#### Task to carry out
An exact copy of all entries is the expected answer.

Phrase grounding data
_____

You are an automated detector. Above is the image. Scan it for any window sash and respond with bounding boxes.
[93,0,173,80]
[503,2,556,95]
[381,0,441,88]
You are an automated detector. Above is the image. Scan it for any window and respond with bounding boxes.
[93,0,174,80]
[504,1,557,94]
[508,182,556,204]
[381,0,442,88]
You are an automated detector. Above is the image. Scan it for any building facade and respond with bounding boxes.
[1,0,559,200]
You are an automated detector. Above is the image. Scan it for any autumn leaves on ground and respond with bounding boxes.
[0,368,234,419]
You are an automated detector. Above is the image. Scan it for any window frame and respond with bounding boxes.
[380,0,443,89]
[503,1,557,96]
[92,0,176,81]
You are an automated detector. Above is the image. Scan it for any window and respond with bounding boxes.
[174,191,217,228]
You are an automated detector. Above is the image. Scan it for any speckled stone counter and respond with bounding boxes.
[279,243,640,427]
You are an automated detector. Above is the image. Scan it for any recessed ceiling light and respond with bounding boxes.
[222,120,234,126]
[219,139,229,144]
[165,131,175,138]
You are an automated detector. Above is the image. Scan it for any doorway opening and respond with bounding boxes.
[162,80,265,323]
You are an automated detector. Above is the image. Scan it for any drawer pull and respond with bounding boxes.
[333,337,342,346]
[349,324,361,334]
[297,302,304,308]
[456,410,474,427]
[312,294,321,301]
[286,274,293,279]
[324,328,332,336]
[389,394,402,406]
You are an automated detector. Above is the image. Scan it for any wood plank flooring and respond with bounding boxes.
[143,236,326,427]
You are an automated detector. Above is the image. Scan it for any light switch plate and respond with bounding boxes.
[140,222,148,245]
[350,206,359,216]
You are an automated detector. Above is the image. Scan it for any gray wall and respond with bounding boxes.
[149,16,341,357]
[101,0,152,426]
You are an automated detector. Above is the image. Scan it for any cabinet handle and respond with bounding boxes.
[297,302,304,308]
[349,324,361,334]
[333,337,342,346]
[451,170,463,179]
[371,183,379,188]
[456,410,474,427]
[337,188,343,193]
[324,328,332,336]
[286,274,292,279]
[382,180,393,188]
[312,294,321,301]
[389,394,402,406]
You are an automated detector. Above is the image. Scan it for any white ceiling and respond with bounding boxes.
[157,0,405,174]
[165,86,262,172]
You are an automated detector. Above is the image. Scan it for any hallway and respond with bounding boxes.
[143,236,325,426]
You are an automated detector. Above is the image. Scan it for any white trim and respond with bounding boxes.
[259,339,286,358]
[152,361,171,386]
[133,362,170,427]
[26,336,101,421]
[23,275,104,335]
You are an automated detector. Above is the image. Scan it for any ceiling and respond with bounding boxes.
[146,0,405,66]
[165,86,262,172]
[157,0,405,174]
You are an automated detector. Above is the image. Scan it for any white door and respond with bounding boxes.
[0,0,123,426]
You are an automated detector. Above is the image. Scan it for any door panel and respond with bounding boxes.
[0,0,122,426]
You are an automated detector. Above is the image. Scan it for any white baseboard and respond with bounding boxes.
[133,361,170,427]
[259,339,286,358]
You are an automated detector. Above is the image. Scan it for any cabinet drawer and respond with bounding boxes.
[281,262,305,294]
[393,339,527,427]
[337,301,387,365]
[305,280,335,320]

_____

#### Answer for this exercise
You are an automated detector. Above is the image. Scan it for any window sash and respond with bounding boxes.
[93,0,173,80]
[503,2,556,95]
[381,0,441,88]
You are an automated detector. Above is the image. Scan it for any window and respond with bounding boxes.
[93,0,174,80]
[504,1,557,94]
[508,182,556,204]
[381,0,442,88]
You are an automated detector. Above is the image. Scan it for any building facade and respond with bounding boxes.
[1,0,559,200]
You are an automated detector. Above is the image. Scan it for any autumn leaves on ground and respond with bounding boxes.
[0,368,234,419]
You are an automated detector. Above is the image. Scan it for any window frame and respond with bounding boxes.
[380,0,443,89]
[503,1,557,96]
[92,0,176,81]
You are an automated detector. Above is the image. Scan it for any window and respond with bounding boxes.
[174,191,217,228]
You are an automated detector. Above is the image. Scan it for any speckled stone counter and respond with bounding boxes.
[279,243,640,427]
You are an automated detector. Above is the image. Scan it for any recessed ceiling light and respond with bounding boxes.
[222,120,234,126]
[219,139,229,144]
[165,131,175,138]
You are an automated detector. Above is the image. Scan it for any doorway opening and respond with bounding boxes.
[162,80,265,323]
You are an automated detector. Above is the image. Scan it for any drawer pull and respond with bounding boxes.
[333,337,342,346]
[349,324,361,334]
[297,302,304,308]
[456,410,474,427]
[312,294,321,301]
[286,274,293,279]
[324,328,332,336]
[389,394,402,406]
You are an automated detector. Above is the image. Scan it for any wood plank flooring and respond with bounding boxes.
[143,236,326,427]
You are an automated detector. Above is the image. Scan it for any light switch plate and respond with bounding boxes.
[140,222,148,245]
[350,206,359,216]
You are an automated detector. Above is the image. Scan it for any gray wall and respond with bounding boxes.
[149,16,341,357]
[101,0,152,426]
You are an automated detector. Above is the image. Scan it for any cabinet handle and respond with bounding boxes.
[297,302,304,308]
[349,324,361,334]
[333,337,342,346]
[451,170,463,179]
[371,183,379,188]
[456,410,474,427]
[337,188,343,193]
[324,328,332,336]
[286,274,292,279]
[382,180,393,188]
[312,294,321,301]
[389,394,402,406]
You are an automated detector. Above is the image. Scan it for any white ceiling and respond with bounding boxes.
[157,0,405,174]
[165,86,262,172]
You are an automated detector. Above is the image. Scan it for any hallway and respond with bounding boxes.
[143,236,325,426]
You are an automated detector. Above is the image. Scan it for any white trim and respond with bounding boxes.
[259,339,286,358]
[152,361,171,386]
[133,362,170,427]
[26,336,101,421]
[23,275,104,335]
You are an automated detector. Above is the image. Scan it for any ceiling and respond with bounding boxes.
[146,0,405,66]
[165,86,262,172]
[157,0,405,174]
You are an automated detector. Above is the image. Scan it for any white door and respond with bounding boxes.
[0,0,123,426]
You are an automated detector. Above is the image. Scan it for any door panel and respond with bounding boxes.
[0,0,122,426]
You are an automated detector. Above is the image. Scan it for any white baseboard and respond with bounding boxes.
[133,361,170,427]
[259,339,286,358]
You are an automated detector. Above is the image. Scan it for any cabinet drawer and respond with bounding boxes.
[281,262,305,294]
[393,339,527,427]
[337,301,387,365]
[305,280,335,320]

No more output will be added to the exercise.